Work to complete: Provide an exact reproduction of every entry.

----------------

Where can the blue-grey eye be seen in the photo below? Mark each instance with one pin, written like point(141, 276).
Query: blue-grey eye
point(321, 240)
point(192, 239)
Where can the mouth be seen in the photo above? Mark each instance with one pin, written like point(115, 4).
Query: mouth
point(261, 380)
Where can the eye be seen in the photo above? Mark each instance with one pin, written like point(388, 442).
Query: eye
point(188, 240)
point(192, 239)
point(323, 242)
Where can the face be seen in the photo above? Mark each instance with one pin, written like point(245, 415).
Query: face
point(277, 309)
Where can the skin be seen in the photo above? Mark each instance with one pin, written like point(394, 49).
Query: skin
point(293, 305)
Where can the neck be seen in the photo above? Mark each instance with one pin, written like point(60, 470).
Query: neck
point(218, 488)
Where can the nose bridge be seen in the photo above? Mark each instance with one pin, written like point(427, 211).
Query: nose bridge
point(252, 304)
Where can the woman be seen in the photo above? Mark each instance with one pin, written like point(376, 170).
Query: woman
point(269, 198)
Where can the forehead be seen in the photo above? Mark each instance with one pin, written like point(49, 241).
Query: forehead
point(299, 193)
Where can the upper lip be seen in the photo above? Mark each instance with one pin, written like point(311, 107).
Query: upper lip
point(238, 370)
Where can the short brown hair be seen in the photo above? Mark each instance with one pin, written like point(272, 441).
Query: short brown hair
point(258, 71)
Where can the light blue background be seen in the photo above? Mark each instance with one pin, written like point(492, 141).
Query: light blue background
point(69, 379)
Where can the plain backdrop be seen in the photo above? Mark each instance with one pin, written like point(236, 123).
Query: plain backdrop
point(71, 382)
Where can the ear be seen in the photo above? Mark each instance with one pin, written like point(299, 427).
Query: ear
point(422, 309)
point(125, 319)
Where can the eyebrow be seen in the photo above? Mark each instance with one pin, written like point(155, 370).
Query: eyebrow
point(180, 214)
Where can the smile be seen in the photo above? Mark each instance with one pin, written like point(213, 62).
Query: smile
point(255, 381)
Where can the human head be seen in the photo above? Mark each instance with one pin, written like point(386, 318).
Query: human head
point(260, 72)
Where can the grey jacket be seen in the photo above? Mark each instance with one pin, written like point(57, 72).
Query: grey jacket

----------------

Full response:
Where can the blue-grey eye be seen in the photo below? Mark each instance with one pin, written like point(141, 276).
Query: blue-grey eye
point(321, 240)
point(192, 239)
Where can the mouth be seen in the photo above? Mark each instance with one pin, written like point(115, 4).
Query: mouth
point(261, 380)
Where can the eye be seen in the photo above? Mark each instance with one pin, written like point(388, 442).
Query: eye
point(188, 240)
point(192, 239)
point(323, 242)
Where can the face be seen in the photo above? Mark each instance with one pin, written like point(245, 415).
Query: face
point(277, 309)
Where can the skin be seen in the photo above? Mark each instance with one pin, written like point(394, 49).
Query: skin
point(293, 305)
Where can the neck be seen in the photo above? Mark each instance with one pin, written like point(60, 470).
Query: neck
point(218, 488)
Where can the nose bridge be seen in the photo above? Mark each instance with one pin, written like point(427, 211).
Query: nose bridge
point(252, 304)
Where can the woman be seen in the photo above? Mark each instance with one pin, written like point(376, 170).
Query: woman
point(269, 198)
Where can the forehead be seen in the photo above? Mark each instance with one pin, written like point(49, 241).
Query: forehead
point(299, 193)
Where can the upper lip be seen in the photo above? Mark each instance with one pin, written like point(311, 107).
Query: upper lip
point(238, 370)
Where can the short brown hair be seen in the photo above? Mark each instance with one pin, written like point(272, 441).
Query: short brown hair
point(258, 71)
Where can the light blue background be seen in the photo above? Mark each instance with one pin, written like point(492, 141).
Query: light blue background
point(69, 379)
Where can the plain backdrop be seen in the photo above? Mark each instance with one pin, written like point(236, 123).
Query: plain backdrop
point(71, 382)
Where can the ear be seen in the photo above? Mark each instance with one pin, written like point(299, 427).
Query: ear
point(422, 309)
point(125, 319)
Where can the eyebrow be seen in the photo above? Mark each instance with one pin, written like point(155, 370).
Query: eyebrow
point(180, 214)
Where can the smile be seen in the photo above? Mark each instance with one pin, written like point(213, 62).
Query: smile
point(255, 381)
Where can the human head be seen in the photo above? Mark each instance with one pin, written like point(386, 318).
Query: human head
point(260, 72)
Where can the grey jacket be seen in the photo above? Mark each instance with one pin, written like point(57, 72).
Query: grey jacket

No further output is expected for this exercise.